# What you will do:
Would you copy out only the lines from the one with "Pick out each instance of the snow on" to the end of the records, exactly as they stand?

# Records excerpted from a collection:
↓

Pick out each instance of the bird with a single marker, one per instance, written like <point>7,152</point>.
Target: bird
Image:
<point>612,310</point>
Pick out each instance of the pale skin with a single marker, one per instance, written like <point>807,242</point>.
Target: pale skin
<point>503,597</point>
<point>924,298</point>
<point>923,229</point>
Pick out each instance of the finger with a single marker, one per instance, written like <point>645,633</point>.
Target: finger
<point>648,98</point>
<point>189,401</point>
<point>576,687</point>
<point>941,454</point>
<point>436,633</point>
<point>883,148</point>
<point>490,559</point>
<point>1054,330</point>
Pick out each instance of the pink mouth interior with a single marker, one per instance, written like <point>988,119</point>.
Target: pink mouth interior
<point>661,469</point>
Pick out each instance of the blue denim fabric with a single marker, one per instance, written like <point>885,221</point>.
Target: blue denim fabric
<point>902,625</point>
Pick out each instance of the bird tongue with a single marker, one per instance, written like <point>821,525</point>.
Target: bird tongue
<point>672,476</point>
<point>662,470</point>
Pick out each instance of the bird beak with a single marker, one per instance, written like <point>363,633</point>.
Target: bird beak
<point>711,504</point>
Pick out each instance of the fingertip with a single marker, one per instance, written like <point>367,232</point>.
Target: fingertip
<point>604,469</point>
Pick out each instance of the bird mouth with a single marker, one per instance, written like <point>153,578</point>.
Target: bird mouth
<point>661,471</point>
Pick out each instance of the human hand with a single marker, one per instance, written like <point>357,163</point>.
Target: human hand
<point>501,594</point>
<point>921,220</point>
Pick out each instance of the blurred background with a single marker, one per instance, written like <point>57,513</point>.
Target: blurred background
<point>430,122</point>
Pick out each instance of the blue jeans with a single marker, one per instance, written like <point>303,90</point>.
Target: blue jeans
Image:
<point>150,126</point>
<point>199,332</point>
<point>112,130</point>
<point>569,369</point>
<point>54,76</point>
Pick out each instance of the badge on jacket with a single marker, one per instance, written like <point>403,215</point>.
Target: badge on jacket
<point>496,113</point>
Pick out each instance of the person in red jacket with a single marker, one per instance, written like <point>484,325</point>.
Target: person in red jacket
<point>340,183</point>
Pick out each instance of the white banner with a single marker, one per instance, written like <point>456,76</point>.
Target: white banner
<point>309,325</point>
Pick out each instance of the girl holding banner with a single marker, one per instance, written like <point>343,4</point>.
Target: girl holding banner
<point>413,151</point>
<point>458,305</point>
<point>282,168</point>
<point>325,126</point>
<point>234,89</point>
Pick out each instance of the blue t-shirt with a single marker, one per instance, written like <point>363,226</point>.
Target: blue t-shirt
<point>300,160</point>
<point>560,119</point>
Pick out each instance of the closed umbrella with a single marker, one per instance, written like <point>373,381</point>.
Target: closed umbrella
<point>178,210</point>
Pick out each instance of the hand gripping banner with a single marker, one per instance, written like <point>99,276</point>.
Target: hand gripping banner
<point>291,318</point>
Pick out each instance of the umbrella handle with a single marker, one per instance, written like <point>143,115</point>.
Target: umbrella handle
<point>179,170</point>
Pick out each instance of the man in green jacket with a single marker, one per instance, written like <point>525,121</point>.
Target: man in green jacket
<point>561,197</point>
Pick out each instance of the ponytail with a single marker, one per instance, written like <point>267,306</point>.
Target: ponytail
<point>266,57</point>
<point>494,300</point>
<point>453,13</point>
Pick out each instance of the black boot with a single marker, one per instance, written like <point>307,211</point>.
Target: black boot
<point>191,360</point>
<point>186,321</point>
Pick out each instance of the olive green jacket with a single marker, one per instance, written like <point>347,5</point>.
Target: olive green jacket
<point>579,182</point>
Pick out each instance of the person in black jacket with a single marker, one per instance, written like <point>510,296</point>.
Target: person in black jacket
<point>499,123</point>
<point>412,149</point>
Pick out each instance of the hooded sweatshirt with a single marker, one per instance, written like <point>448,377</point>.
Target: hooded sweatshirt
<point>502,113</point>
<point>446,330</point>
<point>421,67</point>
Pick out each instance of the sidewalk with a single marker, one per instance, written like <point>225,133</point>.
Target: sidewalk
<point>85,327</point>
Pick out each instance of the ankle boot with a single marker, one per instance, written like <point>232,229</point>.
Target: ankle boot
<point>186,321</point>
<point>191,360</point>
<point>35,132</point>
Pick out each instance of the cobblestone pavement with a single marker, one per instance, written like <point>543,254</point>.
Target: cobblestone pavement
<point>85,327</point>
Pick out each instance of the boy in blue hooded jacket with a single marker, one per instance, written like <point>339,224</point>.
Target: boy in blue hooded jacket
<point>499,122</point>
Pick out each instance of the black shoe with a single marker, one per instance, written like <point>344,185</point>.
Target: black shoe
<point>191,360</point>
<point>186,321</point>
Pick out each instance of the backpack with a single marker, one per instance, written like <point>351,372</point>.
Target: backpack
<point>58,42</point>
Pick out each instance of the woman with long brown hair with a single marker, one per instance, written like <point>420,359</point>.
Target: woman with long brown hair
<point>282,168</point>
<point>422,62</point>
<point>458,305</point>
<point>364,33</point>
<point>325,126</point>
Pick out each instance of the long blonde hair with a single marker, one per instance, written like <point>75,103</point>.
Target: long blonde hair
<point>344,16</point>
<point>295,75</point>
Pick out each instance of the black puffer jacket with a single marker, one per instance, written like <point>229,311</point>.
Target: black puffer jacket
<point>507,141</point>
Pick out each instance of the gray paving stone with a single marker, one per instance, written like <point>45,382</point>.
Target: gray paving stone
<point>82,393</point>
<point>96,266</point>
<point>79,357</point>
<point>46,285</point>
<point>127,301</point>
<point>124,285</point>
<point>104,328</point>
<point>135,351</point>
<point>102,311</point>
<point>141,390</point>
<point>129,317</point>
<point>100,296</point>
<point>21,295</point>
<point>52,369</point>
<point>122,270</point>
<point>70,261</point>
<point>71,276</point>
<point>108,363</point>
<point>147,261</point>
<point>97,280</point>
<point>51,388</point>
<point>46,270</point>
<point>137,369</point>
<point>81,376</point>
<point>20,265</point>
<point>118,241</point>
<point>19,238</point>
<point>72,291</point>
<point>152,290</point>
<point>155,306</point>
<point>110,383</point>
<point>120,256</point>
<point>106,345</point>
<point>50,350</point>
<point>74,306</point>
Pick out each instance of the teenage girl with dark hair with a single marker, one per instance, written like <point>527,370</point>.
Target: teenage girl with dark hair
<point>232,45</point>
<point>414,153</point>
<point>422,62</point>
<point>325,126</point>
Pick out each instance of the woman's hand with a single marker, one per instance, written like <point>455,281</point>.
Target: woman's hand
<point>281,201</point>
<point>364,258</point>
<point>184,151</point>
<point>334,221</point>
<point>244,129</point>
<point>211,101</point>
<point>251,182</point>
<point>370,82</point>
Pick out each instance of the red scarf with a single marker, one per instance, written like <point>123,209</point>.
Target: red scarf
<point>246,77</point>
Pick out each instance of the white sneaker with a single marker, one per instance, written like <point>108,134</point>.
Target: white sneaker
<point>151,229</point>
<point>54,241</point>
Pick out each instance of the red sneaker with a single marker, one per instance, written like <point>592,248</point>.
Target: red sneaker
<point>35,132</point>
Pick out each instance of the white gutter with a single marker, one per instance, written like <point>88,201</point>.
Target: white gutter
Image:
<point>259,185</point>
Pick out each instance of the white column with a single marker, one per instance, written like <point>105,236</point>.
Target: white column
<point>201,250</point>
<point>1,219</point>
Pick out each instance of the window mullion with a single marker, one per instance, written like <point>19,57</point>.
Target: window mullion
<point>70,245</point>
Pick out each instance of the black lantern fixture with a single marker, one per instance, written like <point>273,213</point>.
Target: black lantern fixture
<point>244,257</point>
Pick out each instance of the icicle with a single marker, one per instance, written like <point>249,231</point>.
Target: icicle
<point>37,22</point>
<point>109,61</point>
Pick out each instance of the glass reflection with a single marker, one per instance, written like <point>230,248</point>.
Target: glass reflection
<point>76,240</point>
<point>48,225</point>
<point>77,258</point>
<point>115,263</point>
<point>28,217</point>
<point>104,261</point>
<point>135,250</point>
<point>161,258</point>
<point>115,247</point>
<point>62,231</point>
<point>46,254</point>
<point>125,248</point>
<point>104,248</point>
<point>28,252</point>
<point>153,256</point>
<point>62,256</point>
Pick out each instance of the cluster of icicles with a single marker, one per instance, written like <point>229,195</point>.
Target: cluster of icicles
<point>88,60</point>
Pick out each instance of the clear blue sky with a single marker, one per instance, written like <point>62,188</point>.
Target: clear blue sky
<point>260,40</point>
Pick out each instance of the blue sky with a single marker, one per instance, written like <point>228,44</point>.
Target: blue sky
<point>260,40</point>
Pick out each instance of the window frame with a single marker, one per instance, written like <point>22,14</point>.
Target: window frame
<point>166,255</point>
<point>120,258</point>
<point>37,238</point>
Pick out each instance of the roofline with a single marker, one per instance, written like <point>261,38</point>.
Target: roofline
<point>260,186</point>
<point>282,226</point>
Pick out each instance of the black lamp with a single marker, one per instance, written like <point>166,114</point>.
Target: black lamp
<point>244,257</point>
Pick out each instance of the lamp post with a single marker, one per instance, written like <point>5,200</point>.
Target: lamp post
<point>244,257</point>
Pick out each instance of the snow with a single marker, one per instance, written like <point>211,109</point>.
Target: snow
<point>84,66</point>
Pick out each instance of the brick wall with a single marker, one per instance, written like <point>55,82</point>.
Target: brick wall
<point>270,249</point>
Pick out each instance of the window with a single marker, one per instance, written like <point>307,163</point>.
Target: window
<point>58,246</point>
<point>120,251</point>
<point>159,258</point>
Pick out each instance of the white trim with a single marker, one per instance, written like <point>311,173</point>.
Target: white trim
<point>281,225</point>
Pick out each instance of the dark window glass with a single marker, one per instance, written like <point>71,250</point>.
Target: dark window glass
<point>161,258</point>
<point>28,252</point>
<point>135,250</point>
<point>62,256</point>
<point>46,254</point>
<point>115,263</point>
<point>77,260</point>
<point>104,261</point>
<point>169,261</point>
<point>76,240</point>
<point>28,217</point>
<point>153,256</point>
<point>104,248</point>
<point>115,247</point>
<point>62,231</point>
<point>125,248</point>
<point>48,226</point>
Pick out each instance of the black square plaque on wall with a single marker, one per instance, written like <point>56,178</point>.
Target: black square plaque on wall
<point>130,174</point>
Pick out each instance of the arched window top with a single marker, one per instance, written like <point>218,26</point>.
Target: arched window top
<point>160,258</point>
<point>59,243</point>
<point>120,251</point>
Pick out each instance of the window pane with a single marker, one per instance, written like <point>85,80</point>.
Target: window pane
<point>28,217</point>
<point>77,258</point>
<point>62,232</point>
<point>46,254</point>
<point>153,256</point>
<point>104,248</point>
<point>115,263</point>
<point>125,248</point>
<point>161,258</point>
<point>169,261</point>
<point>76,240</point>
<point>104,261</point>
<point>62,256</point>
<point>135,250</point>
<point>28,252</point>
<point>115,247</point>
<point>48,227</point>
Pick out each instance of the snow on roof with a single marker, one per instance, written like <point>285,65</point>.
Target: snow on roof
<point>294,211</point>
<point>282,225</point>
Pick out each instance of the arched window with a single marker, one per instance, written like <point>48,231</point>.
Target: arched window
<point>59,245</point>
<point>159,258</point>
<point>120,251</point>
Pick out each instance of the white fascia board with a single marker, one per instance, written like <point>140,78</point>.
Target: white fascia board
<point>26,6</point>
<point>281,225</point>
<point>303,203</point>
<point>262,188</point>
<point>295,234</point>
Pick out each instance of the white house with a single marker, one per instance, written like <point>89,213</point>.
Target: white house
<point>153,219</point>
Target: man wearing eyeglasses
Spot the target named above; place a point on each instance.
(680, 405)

↑

# Answer section:
Pick out each instance of the snow on roof with a single marker, one per instance, written like <point>285,65</point>.
Target: snow on roof
<point>294,211</point>
<point>282,225</point>
Pick out each instance of the arched window with a single marker, one per instance, written like <point>48,231</point>.
Target: arched window
<point>59,245</point>
<point>159,258</point>
<point>120,251</point>
Pick out each instance of the white fascia board with a single marker, one per instance, written like <point>140,78</point>.
Target: white fascia board
<point>26,6</point>
<point>281,225</point>
<point>303,203</point>
<point>262,188</point>
<point>295,234</point>
Pick out each instance of the white house with a single marker, one per instance, written like <point>89,213</point>.
Target: white house
<point>153,219</point>
Target: man wearing eyeglasses
Spot the target named above; place a point on each instance.
(680, 405)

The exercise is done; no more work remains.